WHAT TO DO
Update the entries below by replacing "exactly one dot" with "a single dot" wherever it occurs, and reproduce everything else unchanged.
— START DATA PROVIDED —
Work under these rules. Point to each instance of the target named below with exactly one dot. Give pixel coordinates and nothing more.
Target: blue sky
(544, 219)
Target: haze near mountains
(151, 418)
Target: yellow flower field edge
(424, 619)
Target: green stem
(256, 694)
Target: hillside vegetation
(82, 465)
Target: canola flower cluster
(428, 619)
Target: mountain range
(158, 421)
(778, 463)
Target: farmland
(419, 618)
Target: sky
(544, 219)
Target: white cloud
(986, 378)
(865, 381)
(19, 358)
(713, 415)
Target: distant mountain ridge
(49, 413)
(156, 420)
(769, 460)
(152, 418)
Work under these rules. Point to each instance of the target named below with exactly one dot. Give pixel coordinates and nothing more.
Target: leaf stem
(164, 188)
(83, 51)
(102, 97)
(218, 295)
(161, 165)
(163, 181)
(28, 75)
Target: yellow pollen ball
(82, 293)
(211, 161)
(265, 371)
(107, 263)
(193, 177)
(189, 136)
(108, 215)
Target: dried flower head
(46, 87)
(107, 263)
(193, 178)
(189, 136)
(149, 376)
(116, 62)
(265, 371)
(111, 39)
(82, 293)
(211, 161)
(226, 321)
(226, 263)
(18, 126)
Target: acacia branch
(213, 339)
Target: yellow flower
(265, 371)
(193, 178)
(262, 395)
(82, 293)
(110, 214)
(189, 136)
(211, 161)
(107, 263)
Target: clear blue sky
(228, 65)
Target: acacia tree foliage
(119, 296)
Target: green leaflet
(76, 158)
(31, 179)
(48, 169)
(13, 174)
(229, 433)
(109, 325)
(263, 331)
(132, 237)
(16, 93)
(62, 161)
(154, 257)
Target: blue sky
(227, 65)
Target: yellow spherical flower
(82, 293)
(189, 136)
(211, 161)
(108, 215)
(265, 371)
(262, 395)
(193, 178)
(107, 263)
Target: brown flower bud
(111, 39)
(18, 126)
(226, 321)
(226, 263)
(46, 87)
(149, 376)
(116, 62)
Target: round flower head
— END DATA PROVIDED —
ANSWER FOR THIS EXERCISE
Work under these rules. Point to each instance of the target named below with a single dot. Give pixel coordinates and nothing more.
Target: blue sky
(544, 219)
Target: haze near mountains
(151, 418)
Target: yellow flower field edge
(424, 619)
Target: green stem
(256, 694)
Target: hillside vegetation
(82, 465)
Target: canola flower cluster
(428, 619)
Target: mountain range
(158, 421)
(778, 463)
Target: farmland
(419, 618)
Target: sky
(544, 219)
Target: white cloud
(986, 378)
(865, 381)
(19, 358)
(713, 415)
Target: distant mountain ridge
(49, 413)
(156, 420)
(769, 460)
(152, 418)
Work under these rules. Point to each instance of the target named below with a single dot. Give pixel coordinates and nothing more.
Target: leaf stem
(164, 188)
(83, 51)
(102, 97)
(218, 295)
(161, 165)
(163, 181)
(28, 75)
Target: yellow pollen ball
(82, 293)
(211, 161)
(265, 371)
(107, 263)
(193, 177)
(189, 136)
(108, 215)
Target: dried flower head
(46, 87)
(107, 263)
(193, 178)
(189, 136)
(149, 376)
(116, 62)
(265, 371)
(111, 39)
(82, 293)
(211, 161)
(226, 321)
(226, 263)
(18, 126)
Target: acacia branch
(213, 339)
Target: yellow flower
(265, 371)
(193, 178)
(262, 395)
(82, 293)
(110, 214)
(189, 136)
(211, 161)
(107, 263)
Target: clear blue sky
(228, 65)
Target: acacia tree foliage
(119, 296)
Target: green leaflet
(76, 158)
(31, 179)
(48, 169)
(13, 174)
(229, 433)
(109, 325)
(263, 331)
(132, 237)
(16, 93)
(62, 161)
(154, 257)
Target: blue sky
(227, 65)
Target: yellow spherical flower
(82, 293)
(189, 136)
(211, 161)
(108, 215)
(265, 371)
(262, 395)
(193, 178)
(107, 263)
Target: brown flower bud
(111, 39)
(18, 126)
(226, 321)
(226, 263)
(46, 87)
(149, 376)
(116, 62)
Target: round flower head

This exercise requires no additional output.